Data records:
+++

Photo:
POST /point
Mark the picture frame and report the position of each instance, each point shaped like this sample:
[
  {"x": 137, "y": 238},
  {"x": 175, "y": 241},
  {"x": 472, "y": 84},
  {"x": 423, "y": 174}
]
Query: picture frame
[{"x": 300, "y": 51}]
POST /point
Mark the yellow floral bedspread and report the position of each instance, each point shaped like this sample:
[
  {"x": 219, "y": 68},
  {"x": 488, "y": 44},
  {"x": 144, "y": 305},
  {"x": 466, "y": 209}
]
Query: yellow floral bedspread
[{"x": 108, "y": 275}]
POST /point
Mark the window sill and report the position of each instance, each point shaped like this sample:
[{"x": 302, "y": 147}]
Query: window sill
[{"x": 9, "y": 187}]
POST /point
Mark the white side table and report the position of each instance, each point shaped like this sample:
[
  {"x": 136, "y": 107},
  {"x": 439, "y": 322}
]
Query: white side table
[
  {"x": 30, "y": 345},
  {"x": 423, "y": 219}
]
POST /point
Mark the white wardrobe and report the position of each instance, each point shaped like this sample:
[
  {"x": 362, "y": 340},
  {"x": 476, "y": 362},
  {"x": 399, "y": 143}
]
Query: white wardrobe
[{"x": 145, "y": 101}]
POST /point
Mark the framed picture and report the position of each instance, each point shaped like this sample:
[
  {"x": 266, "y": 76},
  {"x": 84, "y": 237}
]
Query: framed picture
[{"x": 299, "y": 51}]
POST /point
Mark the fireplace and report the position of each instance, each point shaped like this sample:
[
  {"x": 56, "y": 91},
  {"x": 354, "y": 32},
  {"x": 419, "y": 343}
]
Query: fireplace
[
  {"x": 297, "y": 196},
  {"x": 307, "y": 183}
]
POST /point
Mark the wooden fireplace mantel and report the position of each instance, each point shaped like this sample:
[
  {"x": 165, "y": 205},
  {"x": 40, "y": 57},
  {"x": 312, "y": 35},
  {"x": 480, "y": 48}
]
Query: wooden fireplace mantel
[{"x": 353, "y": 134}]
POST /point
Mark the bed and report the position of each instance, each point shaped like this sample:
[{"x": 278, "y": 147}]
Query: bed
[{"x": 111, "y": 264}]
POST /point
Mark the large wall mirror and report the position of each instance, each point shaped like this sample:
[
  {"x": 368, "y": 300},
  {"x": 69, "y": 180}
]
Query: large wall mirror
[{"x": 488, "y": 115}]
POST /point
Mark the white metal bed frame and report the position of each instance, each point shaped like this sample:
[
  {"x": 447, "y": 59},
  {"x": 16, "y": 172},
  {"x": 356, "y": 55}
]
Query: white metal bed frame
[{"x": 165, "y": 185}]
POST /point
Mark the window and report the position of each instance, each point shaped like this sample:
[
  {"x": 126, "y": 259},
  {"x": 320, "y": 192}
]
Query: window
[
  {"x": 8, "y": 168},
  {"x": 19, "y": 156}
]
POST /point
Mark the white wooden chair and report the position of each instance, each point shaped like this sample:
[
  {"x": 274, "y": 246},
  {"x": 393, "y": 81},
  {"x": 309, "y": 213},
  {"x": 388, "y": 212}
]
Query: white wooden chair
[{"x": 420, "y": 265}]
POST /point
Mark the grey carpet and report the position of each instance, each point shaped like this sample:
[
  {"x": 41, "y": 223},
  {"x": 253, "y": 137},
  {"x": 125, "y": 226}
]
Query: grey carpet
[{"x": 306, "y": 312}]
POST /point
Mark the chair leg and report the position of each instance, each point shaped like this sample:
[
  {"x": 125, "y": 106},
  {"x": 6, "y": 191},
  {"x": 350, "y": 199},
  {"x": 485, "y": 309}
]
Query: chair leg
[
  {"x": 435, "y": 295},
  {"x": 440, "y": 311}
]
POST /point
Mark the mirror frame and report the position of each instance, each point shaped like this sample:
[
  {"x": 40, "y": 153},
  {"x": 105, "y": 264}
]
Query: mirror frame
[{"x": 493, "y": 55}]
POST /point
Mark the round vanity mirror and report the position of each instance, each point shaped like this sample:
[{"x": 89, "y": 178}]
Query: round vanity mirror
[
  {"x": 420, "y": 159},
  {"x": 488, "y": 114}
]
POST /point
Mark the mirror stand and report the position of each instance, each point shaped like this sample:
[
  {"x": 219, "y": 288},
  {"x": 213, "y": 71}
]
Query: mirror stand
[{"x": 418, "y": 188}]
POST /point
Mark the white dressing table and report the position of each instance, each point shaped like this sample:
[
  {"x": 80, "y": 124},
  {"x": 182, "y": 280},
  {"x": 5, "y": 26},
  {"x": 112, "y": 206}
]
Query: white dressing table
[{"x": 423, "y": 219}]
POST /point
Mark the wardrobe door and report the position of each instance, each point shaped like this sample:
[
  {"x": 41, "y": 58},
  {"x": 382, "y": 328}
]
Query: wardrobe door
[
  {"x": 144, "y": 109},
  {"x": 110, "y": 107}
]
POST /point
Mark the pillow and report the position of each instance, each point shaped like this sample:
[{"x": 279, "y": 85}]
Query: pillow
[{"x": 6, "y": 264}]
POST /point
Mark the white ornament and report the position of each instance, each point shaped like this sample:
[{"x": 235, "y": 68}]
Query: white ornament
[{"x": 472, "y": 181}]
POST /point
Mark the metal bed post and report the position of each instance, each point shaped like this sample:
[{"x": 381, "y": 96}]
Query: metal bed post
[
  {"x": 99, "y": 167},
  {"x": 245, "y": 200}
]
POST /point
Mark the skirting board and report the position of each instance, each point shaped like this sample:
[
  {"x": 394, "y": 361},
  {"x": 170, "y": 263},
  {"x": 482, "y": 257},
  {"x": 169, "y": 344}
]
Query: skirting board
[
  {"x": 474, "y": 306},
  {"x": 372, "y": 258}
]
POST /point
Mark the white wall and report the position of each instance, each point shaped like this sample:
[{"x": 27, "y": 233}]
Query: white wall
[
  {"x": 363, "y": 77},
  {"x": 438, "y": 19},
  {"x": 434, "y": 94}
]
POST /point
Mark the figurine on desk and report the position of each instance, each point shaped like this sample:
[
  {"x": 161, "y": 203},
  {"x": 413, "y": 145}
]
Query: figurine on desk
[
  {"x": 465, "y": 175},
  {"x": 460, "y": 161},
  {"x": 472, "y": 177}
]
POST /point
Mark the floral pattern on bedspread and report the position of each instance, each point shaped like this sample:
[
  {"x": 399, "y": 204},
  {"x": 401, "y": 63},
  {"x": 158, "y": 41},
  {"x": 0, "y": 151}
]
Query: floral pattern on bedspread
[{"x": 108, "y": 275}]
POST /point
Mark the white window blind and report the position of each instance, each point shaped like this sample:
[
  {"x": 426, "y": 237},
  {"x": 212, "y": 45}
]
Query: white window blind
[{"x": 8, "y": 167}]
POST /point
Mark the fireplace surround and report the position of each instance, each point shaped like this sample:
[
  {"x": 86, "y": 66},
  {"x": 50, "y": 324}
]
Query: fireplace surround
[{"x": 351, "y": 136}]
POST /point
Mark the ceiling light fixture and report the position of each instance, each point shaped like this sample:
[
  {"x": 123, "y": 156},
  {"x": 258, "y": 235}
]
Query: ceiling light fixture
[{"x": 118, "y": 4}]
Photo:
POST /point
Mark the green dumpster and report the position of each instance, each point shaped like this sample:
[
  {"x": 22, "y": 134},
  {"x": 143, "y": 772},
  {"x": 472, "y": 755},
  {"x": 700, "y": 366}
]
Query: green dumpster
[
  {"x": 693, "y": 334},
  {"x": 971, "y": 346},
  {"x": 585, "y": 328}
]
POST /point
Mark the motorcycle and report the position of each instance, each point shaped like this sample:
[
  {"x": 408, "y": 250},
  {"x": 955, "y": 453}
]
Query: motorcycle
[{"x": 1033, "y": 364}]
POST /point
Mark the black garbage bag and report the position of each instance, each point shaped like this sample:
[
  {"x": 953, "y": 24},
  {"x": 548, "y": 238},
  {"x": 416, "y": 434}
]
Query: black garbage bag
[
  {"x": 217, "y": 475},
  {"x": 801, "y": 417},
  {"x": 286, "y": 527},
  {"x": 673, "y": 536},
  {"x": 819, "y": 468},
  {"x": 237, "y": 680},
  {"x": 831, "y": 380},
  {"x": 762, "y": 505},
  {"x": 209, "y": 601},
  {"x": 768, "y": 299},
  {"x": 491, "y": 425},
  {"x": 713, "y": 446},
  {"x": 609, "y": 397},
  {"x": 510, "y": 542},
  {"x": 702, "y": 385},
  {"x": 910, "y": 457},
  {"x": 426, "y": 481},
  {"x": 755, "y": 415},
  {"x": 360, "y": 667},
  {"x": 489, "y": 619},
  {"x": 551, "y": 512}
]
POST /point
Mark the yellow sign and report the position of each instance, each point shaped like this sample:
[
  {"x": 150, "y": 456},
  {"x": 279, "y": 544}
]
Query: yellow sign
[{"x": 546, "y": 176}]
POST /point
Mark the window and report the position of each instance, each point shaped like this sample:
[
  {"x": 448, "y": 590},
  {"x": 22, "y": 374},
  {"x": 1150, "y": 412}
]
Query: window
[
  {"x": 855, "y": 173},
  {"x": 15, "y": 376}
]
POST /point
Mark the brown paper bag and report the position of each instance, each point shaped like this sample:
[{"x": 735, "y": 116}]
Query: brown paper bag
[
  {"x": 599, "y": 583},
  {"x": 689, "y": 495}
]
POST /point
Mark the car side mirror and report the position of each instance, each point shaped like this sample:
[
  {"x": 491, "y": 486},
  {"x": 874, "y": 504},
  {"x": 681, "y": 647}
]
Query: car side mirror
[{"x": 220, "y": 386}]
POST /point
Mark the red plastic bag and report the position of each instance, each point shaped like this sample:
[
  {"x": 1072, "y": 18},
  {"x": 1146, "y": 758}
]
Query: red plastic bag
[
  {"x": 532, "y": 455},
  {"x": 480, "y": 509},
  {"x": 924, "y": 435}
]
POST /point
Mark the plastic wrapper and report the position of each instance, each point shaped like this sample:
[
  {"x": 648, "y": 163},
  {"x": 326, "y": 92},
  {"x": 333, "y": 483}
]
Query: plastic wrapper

+++

Required work: From the data, collect all lines where the string "wrapper" appears.

Worked solution:
Mark the plastic wrapper and report the position of each instance, each point shaped like this sample:
Query: plastic wrapper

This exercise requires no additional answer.